EXERCISE INSTRUCTIONS ▸
In the material below, find the line with "x=515 y=280" and the line with "x=328 y=164", then output those two lines and every line between them, exactly.
╭──
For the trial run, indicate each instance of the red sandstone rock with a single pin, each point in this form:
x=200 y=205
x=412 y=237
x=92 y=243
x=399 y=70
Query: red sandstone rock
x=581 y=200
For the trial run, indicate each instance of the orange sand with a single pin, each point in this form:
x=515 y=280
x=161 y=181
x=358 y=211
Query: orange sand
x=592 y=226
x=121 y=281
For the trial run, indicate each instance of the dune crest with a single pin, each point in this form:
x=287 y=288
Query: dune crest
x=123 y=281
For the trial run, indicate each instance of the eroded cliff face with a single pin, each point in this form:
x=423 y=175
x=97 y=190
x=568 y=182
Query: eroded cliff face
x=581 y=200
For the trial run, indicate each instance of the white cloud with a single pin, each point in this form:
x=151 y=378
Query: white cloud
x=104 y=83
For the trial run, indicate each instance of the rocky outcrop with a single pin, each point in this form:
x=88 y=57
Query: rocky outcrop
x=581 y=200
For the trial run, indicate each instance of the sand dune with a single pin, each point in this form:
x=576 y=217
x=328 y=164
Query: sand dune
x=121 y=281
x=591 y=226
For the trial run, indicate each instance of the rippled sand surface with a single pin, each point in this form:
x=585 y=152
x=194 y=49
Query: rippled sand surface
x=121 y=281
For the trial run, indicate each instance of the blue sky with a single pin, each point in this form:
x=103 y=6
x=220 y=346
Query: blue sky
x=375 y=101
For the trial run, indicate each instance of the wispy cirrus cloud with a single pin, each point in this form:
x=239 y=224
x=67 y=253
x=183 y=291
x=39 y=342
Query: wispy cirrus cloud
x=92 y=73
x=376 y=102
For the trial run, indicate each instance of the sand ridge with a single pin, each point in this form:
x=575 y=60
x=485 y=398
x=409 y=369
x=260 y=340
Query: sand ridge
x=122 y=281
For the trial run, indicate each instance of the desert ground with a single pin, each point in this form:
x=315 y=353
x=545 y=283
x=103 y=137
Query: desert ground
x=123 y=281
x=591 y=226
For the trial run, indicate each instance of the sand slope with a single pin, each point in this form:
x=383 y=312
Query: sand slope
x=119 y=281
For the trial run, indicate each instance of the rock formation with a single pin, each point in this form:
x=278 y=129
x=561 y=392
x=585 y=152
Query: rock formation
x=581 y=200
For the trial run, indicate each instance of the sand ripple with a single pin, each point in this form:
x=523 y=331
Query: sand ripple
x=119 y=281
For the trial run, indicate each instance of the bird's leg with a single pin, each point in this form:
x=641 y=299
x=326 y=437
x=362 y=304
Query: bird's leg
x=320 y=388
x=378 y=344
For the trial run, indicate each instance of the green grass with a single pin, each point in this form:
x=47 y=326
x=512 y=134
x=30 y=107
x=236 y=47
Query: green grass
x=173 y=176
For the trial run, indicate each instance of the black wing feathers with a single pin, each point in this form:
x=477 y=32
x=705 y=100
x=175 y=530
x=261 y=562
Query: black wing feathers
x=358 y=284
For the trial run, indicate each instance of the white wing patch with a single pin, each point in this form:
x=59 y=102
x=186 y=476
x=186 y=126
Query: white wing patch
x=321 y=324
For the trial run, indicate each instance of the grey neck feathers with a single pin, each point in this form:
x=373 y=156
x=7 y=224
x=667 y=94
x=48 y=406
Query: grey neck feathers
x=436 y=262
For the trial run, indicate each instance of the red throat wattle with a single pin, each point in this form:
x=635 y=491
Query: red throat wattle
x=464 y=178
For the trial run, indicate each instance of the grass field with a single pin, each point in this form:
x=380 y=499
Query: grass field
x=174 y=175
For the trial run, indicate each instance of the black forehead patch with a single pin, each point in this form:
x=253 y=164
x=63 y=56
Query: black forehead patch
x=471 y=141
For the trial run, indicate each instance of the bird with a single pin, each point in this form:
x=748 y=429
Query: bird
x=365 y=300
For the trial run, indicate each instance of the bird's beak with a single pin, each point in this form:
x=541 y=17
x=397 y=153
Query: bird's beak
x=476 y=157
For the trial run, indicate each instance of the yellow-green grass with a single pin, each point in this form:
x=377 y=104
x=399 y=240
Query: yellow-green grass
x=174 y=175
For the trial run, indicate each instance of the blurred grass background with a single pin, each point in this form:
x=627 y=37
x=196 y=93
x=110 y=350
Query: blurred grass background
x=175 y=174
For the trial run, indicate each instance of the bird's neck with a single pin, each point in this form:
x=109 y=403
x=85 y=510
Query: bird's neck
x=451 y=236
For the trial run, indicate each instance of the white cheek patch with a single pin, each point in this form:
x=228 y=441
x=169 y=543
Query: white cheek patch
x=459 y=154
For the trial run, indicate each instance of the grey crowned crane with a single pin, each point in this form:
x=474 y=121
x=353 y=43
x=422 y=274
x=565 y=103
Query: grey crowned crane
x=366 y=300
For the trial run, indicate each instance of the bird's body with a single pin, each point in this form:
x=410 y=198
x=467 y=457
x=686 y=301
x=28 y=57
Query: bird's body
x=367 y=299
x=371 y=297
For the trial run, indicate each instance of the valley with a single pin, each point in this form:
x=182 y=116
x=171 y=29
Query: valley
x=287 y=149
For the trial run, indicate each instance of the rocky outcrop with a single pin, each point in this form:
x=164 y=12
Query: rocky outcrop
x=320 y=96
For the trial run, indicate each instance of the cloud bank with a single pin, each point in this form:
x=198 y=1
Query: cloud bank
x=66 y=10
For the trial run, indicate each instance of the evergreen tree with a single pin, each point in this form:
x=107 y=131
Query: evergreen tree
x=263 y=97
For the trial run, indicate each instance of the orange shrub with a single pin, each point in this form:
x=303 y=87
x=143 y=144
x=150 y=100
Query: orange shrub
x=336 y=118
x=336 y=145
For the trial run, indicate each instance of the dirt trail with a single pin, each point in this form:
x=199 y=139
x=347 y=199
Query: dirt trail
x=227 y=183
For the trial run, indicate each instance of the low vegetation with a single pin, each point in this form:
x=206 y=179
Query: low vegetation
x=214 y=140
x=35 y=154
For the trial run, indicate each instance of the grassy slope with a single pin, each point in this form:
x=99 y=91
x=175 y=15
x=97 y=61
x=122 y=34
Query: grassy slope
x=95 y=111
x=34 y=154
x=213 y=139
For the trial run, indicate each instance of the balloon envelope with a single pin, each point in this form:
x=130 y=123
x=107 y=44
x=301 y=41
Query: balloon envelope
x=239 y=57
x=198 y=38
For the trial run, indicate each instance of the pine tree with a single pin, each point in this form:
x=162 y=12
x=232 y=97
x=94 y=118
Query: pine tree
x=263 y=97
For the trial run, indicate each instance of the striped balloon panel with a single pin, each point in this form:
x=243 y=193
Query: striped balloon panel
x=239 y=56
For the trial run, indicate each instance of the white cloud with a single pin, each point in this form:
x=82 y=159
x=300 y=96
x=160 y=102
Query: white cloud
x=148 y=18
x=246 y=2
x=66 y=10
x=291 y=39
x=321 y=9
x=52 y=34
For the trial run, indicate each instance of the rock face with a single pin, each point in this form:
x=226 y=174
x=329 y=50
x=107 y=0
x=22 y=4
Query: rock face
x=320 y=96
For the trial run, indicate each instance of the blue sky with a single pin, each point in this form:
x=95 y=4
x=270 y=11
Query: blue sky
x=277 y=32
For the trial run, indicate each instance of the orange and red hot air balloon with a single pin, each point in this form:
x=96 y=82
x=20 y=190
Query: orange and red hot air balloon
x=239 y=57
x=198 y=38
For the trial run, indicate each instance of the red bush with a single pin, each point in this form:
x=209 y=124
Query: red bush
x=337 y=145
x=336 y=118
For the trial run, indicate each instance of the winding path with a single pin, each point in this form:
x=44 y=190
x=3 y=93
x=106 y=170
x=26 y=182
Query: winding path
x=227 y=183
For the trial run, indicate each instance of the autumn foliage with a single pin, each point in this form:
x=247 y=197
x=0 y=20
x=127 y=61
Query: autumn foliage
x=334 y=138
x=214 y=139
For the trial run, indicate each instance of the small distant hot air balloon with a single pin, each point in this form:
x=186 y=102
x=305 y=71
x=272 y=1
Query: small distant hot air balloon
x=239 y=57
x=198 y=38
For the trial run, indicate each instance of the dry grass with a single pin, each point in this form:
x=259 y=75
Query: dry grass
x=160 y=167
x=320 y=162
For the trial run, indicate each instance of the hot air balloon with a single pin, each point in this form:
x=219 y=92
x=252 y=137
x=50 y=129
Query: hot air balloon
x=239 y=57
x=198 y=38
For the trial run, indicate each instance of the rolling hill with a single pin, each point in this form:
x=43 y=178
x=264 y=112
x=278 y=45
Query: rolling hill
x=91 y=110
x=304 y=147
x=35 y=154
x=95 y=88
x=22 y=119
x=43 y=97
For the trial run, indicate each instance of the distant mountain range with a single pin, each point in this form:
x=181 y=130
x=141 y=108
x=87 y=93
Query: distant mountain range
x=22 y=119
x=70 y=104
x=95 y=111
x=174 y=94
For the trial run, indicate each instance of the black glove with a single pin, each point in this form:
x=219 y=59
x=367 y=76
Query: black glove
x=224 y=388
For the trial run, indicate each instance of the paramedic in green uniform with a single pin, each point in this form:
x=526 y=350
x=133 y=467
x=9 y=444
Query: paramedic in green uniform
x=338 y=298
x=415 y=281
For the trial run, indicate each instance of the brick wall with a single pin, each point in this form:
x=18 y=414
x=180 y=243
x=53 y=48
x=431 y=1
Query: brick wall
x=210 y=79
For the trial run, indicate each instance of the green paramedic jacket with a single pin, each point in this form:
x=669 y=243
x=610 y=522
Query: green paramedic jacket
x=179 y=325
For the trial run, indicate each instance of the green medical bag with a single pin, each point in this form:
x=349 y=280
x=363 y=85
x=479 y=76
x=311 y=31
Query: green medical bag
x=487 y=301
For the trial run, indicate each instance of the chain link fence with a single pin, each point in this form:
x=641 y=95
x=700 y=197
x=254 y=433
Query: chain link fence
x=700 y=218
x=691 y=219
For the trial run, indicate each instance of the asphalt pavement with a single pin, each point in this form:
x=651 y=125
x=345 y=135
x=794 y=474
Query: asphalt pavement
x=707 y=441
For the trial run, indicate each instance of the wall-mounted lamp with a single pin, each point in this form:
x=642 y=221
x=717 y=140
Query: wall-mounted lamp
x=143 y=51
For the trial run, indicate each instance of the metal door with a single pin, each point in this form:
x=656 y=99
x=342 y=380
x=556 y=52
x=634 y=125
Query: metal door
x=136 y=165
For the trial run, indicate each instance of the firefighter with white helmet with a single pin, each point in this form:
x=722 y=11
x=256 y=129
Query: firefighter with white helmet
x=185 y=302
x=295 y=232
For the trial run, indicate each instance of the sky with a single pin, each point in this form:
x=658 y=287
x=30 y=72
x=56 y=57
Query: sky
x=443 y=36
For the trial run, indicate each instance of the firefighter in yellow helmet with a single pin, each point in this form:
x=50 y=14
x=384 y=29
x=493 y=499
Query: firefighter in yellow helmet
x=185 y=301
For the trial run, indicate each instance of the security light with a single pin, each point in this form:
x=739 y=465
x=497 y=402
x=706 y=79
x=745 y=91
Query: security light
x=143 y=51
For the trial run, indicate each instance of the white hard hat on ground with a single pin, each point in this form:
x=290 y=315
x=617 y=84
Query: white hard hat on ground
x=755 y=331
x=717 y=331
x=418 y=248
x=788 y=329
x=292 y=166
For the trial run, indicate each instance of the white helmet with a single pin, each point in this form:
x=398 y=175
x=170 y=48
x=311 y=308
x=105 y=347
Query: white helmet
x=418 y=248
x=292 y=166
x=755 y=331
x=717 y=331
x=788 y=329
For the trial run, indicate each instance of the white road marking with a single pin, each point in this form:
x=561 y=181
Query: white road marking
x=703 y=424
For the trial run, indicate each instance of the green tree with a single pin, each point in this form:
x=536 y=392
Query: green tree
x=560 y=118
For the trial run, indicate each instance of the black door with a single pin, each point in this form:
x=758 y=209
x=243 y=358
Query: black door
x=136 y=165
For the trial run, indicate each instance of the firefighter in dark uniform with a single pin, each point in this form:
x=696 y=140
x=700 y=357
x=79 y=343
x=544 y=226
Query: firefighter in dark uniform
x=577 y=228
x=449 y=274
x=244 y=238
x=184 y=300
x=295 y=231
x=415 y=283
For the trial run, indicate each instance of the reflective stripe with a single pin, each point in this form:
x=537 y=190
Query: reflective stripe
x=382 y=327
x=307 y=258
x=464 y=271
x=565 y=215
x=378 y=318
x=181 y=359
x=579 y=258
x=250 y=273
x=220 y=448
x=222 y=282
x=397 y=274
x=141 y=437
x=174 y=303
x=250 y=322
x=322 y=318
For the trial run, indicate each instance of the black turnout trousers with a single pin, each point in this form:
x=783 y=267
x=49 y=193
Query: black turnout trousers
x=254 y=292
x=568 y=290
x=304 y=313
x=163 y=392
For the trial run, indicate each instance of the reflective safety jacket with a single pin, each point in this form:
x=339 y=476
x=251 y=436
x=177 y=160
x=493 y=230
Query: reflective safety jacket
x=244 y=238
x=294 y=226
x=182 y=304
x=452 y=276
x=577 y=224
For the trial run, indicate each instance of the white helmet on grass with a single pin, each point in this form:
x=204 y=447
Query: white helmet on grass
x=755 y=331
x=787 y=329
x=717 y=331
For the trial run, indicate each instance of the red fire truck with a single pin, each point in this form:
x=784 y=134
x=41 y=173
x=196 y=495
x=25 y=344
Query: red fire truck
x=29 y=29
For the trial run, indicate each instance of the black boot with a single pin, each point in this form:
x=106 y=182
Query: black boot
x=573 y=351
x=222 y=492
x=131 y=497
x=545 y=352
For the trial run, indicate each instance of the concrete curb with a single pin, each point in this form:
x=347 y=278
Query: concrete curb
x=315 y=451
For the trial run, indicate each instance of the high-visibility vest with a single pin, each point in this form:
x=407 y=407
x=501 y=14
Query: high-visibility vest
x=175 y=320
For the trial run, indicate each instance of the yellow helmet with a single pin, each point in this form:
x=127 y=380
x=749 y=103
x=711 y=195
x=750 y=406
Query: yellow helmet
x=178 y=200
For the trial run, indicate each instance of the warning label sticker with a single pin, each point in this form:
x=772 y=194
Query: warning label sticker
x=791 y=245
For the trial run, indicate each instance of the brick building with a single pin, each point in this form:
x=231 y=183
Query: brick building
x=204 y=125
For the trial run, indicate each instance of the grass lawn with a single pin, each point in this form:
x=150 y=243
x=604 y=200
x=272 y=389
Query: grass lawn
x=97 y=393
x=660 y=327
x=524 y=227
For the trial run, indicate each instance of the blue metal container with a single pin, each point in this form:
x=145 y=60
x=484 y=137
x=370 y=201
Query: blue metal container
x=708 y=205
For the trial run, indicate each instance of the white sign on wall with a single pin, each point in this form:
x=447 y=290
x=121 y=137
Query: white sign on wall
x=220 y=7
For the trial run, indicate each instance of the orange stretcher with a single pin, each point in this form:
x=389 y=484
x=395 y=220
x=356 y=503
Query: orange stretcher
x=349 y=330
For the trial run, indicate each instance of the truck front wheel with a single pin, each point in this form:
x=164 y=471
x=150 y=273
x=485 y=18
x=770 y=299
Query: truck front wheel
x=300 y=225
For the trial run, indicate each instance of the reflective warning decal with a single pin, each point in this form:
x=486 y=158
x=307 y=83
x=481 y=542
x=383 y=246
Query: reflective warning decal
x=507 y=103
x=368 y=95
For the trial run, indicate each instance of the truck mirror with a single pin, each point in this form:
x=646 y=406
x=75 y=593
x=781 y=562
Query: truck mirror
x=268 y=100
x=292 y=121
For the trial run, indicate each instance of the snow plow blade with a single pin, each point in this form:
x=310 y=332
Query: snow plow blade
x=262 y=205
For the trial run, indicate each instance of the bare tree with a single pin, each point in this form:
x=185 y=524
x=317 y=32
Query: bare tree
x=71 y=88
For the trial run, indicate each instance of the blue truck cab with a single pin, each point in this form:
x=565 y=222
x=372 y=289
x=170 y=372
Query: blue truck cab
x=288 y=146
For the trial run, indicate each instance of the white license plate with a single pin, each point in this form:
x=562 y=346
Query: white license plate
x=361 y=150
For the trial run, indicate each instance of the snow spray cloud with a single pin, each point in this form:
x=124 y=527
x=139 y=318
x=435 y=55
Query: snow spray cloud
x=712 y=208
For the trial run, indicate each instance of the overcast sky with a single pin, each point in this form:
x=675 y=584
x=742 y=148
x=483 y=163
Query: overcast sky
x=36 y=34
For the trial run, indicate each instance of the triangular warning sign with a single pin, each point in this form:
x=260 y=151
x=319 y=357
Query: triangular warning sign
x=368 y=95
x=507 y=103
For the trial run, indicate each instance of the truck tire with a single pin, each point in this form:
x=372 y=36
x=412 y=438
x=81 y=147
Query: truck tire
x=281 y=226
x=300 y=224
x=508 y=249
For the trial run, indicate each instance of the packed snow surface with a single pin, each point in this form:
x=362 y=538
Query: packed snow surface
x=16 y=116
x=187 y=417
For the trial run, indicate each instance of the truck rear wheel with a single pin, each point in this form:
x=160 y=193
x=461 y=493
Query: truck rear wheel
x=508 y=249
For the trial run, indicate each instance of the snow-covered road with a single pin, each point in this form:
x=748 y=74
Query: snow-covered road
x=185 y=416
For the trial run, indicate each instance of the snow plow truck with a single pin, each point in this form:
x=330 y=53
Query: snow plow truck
╰──
WRITTEN ANSWER ▸
x=515 y=280
x=161 y=181
x=358 y=211
Query: orange sand
x=592 y=226
x=121 y=281
For the trial run, indicate each instance of the dune crest with a single pin, each point in this form:
x=287 y=288
Query: dune crest
x=123 y=281
For the trial run, indicate each instance of the eroded cliff face with a single pin, each point in this form:
x=423 y=175
x=97 y=190
x=568 y=182
Query: eroded cliff face
x=581 y=200
For the trial run, indicate each instance of the white cloud with a single pin, each point in this form:
x=151 y=378
Query: white cloud
x=104 y=83
For the trial run, indicate each instance of the rocky outcrop with a single pin, each point in this form:
x=88 y=57
Query: rocky outcrop
x=581 y=200
For the trial run, indicate each instance of the sand dune with a single pin, each point in this form:
x=576 y=217
x=328 y=164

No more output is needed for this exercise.